━━━ Text

There’s a great interview with Victor Kelleher in the latest issue of the digital magazine Buzz Words, and with their kind permission, we are republishing it here. Enjoy! And do consider subscribing to Buzz Words, it’s a great mag, filled with news, views and reviews from the Australian children’s book world!

INTERVIEW

With Victor Kelleher

My life began in a poor part of London where I had, at best, a scanty education. In my mid-teens, I went to Central Africa. At sixteen I was working on the mines in Zambia, on the old Congo border. At twenty I was at university, and there I stayed (at various unis in fact) for most of my twenties. I accumulated five degrees, including a doctorate in English Literature, and finished up as a uni lecturer.

In my mid-thirties my wife and I left Africa – reluctantly – mainly to protect our young son from war and violence. I took up an academic post in New Zealand, then moved to Australia, where I taught for some years at the University of New England. It was in New Zealand that I began to write, motivated at first by home sickness for Africa. In my mid- forties I gave up my associate professorship and devoted myself full time to writing fiction.

━━━━━━

=== Task requirements ===
Quote the Victor Kelleher interview verbatim, starting at "There’s a great" and ending at "a uni lecturer.". The data that follows is separate material, unrelated to the interview.

━━━ Data rows

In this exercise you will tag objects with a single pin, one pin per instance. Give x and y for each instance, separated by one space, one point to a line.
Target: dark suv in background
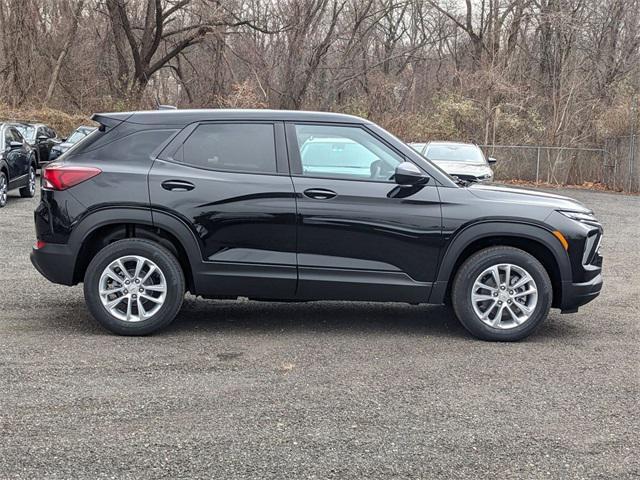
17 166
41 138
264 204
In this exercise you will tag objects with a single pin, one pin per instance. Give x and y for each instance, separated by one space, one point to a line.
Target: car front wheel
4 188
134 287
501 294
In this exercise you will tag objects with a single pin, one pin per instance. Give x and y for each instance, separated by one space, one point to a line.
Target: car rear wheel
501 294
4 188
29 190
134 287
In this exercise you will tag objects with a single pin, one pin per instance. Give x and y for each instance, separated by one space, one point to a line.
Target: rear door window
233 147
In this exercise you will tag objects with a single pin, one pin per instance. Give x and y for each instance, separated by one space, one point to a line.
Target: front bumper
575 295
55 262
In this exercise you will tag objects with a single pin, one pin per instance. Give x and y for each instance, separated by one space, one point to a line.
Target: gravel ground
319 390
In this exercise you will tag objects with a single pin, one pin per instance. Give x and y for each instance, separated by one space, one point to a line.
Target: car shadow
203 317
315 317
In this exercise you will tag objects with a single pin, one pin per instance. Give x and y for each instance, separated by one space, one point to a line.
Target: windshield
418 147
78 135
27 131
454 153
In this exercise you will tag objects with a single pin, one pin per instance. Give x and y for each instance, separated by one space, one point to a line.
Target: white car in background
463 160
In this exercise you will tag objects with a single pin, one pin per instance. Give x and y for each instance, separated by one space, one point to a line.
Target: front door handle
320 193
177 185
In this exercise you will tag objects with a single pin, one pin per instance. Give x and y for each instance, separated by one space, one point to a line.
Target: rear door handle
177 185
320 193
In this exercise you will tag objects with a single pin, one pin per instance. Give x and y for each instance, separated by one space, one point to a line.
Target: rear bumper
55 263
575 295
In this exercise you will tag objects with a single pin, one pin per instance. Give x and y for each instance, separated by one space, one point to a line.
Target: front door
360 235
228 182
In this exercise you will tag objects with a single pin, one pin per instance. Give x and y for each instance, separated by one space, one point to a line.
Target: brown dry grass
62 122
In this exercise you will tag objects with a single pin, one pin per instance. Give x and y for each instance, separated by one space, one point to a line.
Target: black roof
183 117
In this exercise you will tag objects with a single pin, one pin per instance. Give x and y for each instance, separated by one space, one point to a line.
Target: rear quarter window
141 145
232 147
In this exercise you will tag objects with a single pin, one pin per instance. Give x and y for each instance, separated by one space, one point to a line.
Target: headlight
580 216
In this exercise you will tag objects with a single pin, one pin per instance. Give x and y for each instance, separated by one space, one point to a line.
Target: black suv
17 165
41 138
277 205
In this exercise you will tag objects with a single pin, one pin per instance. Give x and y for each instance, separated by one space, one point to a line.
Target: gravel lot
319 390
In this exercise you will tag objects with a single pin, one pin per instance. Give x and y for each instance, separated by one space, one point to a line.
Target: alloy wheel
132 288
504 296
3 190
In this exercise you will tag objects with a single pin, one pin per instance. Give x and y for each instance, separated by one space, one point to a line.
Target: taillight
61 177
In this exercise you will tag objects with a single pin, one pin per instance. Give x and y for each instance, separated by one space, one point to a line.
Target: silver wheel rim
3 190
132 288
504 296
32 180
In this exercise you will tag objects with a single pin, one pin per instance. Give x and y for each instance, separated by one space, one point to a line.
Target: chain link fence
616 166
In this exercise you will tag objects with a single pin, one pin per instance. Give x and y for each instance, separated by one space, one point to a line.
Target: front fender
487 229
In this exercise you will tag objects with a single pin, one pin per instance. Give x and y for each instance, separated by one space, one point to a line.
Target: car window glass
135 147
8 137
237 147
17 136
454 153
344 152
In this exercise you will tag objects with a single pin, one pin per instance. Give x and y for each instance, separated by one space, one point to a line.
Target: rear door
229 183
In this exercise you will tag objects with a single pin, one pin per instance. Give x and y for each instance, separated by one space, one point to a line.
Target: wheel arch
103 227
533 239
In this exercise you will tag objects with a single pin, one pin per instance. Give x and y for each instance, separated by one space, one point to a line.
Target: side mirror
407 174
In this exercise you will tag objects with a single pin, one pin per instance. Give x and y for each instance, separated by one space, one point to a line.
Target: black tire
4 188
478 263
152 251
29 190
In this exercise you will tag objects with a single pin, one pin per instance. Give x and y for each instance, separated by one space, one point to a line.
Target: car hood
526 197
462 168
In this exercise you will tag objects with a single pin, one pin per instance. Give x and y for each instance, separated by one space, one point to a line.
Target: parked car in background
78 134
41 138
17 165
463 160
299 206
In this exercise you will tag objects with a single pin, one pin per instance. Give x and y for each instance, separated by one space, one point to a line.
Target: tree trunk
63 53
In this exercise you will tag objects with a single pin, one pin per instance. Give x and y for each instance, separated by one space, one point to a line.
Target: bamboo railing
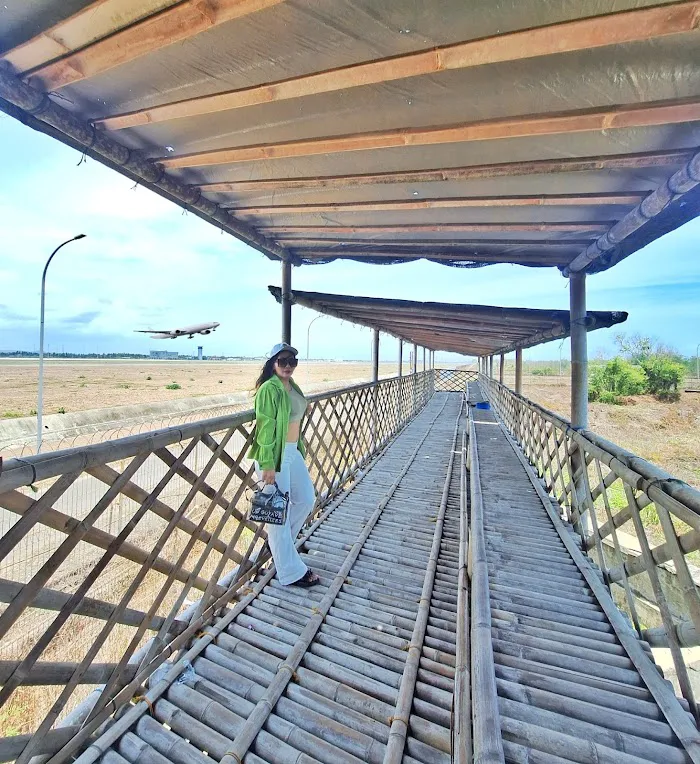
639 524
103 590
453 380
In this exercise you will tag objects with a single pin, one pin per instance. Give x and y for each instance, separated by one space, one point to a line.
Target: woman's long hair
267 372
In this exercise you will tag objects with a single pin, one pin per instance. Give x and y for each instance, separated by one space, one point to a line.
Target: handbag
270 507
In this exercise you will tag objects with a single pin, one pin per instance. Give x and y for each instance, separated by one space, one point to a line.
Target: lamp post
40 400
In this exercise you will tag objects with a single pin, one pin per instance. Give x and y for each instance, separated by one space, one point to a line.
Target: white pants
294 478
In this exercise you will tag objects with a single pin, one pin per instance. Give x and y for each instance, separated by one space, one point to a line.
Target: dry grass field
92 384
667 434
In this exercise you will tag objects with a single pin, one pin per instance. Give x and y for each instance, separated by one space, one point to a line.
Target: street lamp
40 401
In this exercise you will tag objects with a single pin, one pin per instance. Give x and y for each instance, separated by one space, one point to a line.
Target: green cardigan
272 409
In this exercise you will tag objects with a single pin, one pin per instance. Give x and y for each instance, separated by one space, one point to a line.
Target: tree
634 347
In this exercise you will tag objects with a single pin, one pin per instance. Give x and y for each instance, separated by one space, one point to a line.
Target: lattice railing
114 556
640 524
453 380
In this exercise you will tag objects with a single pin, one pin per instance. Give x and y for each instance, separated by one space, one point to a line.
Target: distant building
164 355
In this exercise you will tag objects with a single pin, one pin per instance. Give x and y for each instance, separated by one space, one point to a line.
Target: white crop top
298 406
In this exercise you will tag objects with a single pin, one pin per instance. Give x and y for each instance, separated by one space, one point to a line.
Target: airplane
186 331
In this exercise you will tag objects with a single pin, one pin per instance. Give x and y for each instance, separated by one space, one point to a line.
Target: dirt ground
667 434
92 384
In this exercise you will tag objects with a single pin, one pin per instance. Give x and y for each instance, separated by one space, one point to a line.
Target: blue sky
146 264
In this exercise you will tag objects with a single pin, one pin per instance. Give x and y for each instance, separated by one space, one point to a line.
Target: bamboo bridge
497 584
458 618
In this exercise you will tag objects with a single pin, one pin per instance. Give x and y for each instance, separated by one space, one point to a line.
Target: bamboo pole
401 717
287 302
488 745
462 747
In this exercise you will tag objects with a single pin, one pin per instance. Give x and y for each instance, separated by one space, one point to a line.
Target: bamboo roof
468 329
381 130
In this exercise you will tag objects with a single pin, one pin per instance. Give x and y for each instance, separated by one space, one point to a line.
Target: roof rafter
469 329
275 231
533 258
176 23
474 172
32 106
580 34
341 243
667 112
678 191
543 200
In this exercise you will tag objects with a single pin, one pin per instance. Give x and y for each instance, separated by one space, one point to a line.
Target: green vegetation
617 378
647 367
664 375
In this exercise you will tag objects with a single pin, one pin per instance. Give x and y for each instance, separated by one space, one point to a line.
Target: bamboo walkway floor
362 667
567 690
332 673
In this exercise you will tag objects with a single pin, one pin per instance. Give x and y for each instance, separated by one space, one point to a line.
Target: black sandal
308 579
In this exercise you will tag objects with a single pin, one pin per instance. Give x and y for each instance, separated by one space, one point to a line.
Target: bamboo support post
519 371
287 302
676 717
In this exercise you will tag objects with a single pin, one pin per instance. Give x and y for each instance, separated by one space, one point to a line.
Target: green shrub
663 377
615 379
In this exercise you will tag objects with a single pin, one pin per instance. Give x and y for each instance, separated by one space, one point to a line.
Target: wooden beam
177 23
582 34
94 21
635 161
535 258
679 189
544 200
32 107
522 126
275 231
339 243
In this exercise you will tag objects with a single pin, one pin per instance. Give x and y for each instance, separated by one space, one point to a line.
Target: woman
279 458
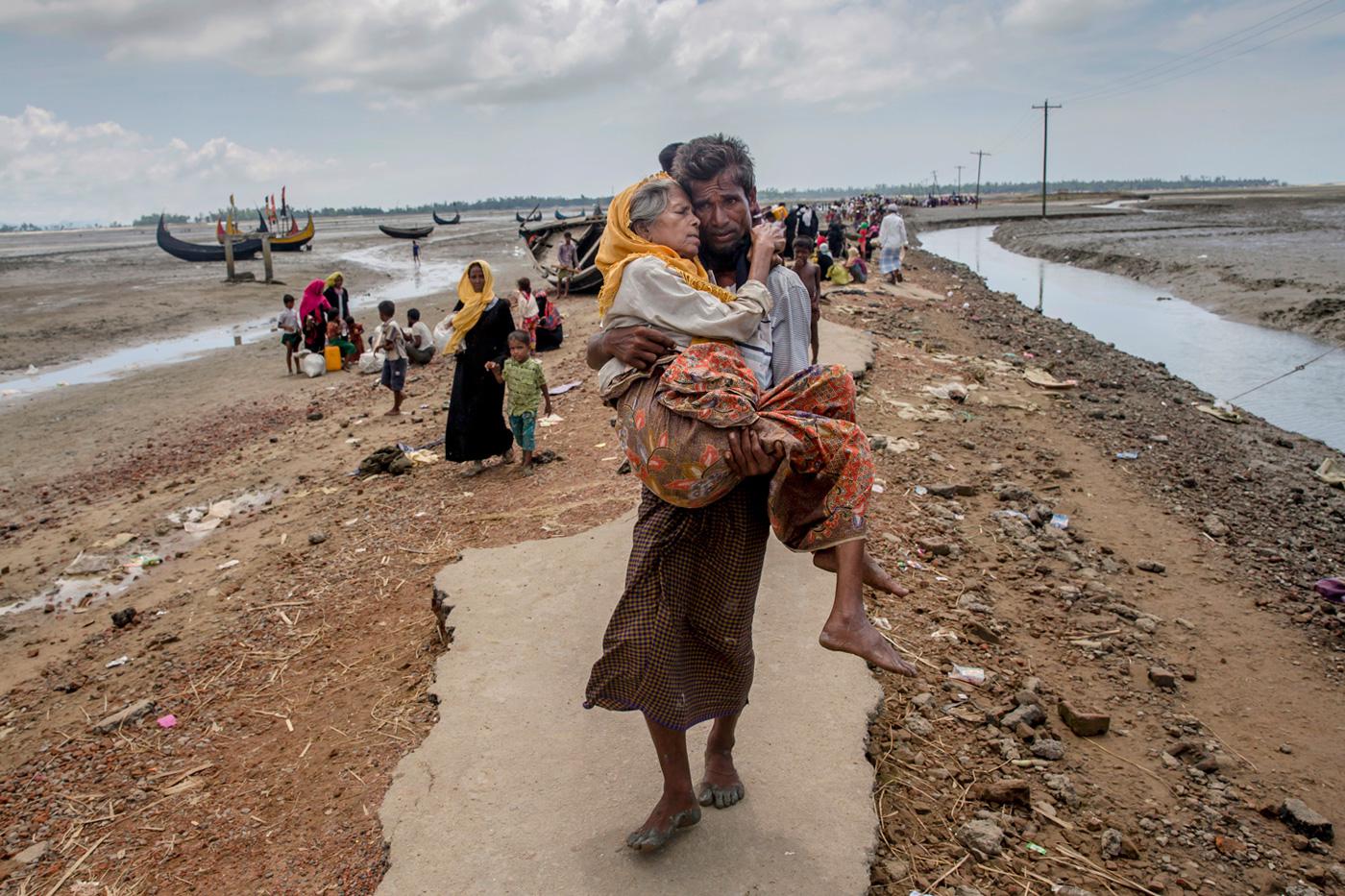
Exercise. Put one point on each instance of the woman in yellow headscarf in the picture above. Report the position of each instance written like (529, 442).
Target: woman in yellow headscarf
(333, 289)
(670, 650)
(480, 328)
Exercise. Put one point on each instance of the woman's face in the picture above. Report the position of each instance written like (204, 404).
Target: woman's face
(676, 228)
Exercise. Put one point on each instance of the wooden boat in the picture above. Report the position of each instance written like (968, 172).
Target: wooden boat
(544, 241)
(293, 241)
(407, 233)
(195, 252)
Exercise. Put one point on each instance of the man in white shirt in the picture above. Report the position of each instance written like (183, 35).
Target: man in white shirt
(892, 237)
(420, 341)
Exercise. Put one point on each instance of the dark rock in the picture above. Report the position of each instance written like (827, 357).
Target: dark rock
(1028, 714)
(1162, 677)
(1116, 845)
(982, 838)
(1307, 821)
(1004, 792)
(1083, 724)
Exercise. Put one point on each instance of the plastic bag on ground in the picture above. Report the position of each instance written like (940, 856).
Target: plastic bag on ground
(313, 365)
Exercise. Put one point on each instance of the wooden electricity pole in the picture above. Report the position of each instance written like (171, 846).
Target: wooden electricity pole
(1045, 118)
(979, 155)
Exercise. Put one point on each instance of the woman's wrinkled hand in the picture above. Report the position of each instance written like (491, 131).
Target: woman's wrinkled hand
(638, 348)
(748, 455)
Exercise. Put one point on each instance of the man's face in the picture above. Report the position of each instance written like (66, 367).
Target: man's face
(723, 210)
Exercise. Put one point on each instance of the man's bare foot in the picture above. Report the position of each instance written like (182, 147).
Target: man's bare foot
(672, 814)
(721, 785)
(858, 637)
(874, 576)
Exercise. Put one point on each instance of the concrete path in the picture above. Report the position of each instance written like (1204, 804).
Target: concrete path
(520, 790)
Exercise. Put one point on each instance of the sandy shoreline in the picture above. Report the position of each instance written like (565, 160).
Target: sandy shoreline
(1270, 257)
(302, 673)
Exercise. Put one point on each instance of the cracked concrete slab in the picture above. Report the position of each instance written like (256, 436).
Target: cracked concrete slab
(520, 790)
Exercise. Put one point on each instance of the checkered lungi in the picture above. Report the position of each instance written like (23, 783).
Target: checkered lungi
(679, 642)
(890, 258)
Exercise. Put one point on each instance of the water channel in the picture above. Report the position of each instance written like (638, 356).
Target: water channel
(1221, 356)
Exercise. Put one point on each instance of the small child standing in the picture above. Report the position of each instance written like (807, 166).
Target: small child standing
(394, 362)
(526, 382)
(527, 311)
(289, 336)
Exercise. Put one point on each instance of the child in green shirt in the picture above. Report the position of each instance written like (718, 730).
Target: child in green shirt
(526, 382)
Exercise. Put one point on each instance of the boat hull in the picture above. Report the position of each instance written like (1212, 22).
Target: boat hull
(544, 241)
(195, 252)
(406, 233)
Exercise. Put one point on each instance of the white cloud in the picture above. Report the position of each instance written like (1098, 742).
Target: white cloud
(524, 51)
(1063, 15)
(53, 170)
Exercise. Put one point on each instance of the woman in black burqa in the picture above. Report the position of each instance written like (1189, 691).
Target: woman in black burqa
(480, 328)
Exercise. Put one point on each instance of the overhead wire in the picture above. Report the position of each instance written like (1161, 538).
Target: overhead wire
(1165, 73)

━━━━━━

=== Answer below ===
There’s a great interview with Victor Kelleher in the latest issue of the digital magazine Buzz Words, and with their kind permission, we are republishing it here. Enjoy! And do consider subscribing to Buzz Words, it’s a great mag, filled with news, views and reviews from the Australian children’s book world!

INTERVIEW

With Victor Kelleher

My life began in a poor part of London where I had, at best, a scanty education. In my mid-teens, I went to Central Africa. At sixteen I was working on the mines in Zambia, on the old Congo border. At twenty I was at university, and there I stayed (at various unis in fact) for most of my twenties. I accumulated five degrees, including a doctorate in English Literature, and finished up as a uni lecturer.